Генерал Деникин отмечает, что «небольшую помощь оказывали Каледин и его жена — тайком, в порядке благотворительности «беженцам».
Характеризуя отношение А.М.Каледина к формированию офицерской организации в двух кварталах от атаманского дворца, следует привести весьма красноречивый пример из воспоминаний полковника Булюбаша, приехавшего 2 ноября в Новочеркасск одним поездом с генералом Алексеевым. Но полковник не только не видел Алексеева среди пассажиров поезда, но и не знал, что Алексеев формирует военную организацию.
«На другой день, 3 ноября, я посетил Донского войскового атамана генерала Каледина с просьбой принять меня на службу в Донское войско. Атаман произвел на меня смутное впечатление своим грустным видом и своим отношением к моей просьбе. Внимательно выслушав мой доклад о бегстве из Петрограда от большевиков, атаман задал мне вопрос:
— Вы казак?
Получив мой отрицательный ответ, он сказал:
— В таком случае я вас принять не могу.
+++
Что нужно сделать:
1/ Перечислите всех людей, которых источник называет по фамилии.
2/ Перепишите часть листинга начиная со строки, где есть «mark the red banner», и заканчивая концом листинга, заменив «red banner» на «blue flag». Больше ничего не меняйте.
+++
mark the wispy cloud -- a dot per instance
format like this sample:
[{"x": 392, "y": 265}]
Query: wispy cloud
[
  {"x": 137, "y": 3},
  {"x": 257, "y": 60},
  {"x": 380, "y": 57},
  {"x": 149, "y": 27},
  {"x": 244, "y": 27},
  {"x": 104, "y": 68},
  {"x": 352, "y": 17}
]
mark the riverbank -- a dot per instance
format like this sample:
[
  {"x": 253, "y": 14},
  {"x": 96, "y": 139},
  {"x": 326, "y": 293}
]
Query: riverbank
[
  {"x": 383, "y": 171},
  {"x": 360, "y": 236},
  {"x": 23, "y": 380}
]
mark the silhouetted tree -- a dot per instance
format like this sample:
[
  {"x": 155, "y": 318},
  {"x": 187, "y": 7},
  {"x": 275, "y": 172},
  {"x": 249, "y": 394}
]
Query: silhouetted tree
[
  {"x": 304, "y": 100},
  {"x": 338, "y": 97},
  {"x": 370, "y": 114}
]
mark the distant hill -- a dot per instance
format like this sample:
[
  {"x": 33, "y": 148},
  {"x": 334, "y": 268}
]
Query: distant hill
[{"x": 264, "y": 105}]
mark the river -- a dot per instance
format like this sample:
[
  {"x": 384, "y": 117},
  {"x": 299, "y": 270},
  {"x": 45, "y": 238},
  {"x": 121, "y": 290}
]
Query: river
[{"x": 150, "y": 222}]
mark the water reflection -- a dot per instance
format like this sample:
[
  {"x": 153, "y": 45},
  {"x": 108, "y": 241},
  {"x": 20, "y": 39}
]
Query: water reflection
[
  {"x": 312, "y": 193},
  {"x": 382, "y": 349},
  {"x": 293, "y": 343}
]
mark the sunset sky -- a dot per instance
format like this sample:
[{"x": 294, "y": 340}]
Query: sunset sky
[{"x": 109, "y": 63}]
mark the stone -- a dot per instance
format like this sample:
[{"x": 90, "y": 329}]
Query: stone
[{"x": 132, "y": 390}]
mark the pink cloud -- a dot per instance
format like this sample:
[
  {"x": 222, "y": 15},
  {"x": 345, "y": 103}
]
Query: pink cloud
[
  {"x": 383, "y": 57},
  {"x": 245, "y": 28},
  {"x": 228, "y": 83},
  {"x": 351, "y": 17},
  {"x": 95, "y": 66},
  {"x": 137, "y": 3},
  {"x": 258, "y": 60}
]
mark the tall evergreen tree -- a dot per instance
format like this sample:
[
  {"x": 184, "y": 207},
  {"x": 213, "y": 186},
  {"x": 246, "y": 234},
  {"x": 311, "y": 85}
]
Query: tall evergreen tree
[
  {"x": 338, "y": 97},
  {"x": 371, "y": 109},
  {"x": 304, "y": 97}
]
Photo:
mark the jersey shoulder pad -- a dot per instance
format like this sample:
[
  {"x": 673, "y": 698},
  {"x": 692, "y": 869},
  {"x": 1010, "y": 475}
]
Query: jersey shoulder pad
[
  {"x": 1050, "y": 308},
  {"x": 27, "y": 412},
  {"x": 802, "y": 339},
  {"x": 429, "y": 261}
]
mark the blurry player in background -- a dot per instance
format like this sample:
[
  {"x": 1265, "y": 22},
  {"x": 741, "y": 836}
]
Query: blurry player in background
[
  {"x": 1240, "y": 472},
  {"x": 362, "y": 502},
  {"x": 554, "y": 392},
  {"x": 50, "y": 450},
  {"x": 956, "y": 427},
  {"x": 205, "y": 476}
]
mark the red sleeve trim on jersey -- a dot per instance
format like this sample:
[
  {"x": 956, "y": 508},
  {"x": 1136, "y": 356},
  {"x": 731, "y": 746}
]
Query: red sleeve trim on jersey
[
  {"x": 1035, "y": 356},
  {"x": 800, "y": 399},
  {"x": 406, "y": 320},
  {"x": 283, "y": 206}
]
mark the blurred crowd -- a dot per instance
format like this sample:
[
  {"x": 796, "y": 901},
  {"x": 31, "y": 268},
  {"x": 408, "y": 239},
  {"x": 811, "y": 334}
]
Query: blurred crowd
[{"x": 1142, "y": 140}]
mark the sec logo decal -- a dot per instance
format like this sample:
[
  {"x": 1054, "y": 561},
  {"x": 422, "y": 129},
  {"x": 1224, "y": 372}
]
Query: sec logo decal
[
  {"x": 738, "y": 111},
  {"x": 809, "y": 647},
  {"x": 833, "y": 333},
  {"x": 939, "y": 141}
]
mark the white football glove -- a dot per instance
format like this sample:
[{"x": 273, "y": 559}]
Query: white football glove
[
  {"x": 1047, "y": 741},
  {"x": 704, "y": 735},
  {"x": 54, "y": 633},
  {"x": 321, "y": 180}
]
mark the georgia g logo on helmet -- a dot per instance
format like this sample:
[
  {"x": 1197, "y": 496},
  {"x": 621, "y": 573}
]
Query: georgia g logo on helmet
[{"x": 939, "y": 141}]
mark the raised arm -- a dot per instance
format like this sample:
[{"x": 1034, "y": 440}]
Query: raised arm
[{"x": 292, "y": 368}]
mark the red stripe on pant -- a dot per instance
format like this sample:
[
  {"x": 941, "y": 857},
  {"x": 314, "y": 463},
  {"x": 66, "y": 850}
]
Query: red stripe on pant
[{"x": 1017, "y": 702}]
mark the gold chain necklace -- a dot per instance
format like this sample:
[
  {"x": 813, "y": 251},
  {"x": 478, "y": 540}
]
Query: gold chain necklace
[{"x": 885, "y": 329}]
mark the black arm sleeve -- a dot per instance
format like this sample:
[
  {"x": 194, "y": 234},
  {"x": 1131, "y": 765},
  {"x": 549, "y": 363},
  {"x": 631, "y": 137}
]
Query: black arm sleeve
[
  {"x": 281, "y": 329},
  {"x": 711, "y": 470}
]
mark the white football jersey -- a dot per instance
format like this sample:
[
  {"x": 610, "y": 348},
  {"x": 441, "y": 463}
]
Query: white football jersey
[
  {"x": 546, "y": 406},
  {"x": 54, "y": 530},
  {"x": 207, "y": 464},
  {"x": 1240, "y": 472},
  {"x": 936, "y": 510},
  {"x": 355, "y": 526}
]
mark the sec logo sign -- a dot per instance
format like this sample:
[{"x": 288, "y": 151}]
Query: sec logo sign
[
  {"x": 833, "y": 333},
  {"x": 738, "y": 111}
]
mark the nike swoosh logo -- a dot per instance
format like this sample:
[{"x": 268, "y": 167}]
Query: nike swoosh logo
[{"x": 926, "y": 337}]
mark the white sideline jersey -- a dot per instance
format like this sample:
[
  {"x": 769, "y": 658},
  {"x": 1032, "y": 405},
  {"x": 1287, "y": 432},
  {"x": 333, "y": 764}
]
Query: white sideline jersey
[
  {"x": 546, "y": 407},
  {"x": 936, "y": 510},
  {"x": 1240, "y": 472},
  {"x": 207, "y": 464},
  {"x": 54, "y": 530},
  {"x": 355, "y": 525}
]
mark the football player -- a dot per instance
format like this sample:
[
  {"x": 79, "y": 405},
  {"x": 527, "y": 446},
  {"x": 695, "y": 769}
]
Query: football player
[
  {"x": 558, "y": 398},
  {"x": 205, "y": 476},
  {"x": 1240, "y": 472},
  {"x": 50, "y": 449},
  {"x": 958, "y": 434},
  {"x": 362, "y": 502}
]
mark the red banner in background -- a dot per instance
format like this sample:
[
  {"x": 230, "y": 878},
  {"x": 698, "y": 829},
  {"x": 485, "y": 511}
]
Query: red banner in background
+++
Ответы по порядку:
1/ Деникин, Каледин (А. М. Каледин), Булюбаш, Алексеев.

2/
mark the blue flag in background -- a dot per instance
format like this sample:
[
  {"x": 230, "y": 878},
  {"x": 698, "y": 829},
  {"x": 485, "y": 511}
]
Query: blue flag in background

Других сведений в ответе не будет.